• **INSTRUCTIONS FOR THE TASK**: Pull out every line of the data below that contains the word "green". Copy each one in full.

---- MATERIAL SUPPLIED

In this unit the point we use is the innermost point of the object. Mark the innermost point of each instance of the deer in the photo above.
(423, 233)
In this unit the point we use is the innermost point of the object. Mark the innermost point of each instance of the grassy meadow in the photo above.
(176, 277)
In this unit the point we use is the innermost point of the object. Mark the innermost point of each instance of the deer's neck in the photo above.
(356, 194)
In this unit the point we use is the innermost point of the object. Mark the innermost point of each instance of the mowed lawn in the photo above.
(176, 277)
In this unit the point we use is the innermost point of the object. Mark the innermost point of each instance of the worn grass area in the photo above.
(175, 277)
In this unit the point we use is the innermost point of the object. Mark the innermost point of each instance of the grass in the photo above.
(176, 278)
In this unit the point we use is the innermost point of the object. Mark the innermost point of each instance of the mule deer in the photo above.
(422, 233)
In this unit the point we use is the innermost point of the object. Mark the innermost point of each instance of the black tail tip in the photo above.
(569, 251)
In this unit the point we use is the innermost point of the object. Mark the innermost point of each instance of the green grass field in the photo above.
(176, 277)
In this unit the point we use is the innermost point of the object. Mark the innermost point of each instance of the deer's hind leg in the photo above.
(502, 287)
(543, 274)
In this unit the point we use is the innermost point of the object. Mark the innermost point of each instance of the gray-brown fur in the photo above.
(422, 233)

--------
---- MATERIAL SUPPLIED

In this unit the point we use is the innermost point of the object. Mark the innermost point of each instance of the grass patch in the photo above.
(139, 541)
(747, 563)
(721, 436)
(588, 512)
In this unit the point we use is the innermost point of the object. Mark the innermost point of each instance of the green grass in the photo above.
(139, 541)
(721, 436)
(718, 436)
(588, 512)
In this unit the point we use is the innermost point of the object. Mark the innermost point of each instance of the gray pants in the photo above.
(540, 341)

--------
---- MATERIAL SUPPLIED

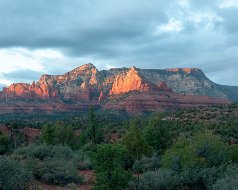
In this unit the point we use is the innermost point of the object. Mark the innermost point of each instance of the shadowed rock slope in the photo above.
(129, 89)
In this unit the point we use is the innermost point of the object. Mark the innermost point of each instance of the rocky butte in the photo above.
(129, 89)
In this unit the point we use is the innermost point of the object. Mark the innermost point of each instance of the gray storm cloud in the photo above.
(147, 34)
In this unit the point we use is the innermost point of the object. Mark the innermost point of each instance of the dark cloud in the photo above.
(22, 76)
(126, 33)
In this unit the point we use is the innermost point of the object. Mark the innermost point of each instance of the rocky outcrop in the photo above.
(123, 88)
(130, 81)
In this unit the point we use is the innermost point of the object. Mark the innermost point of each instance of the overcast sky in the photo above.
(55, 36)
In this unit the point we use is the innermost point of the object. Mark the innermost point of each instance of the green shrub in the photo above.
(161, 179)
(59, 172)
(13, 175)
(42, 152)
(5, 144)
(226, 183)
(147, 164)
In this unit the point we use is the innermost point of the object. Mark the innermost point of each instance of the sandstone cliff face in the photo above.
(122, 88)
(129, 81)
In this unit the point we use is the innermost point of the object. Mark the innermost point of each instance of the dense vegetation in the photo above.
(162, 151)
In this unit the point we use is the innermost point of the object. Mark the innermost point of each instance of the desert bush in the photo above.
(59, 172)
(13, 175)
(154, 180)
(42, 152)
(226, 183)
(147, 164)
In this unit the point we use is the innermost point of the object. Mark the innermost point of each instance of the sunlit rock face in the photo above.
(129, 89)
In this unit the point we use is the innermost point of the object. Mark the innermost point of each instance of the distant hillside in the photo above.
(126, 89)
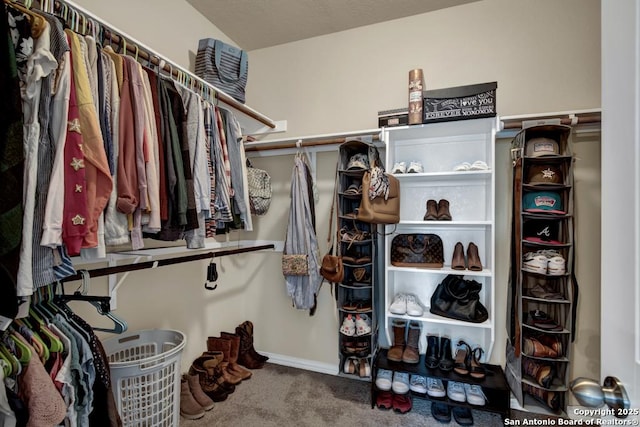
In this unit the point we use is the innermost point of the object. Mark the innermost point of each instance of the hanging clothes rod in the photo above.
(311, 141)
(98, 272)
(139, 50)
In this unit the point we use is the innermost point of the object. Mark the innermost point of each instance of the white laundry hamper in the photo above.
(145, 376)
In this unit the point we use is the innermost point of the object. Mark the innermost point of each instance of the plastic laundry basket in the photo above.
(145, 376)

--------

• **WRITTEN REPLY**:
In this unit the point we use is the innermost point of the object. Mark the innermost point of each instance of the green grass field in the photo above.
In this unit the point we use is the innermost point of the object. Mark the innermost point of each instance of the green grass in the photo above.
In this unit the point we use is the innermost point of the object. Mark the innermost point of each instance of the green shrub in the photo above.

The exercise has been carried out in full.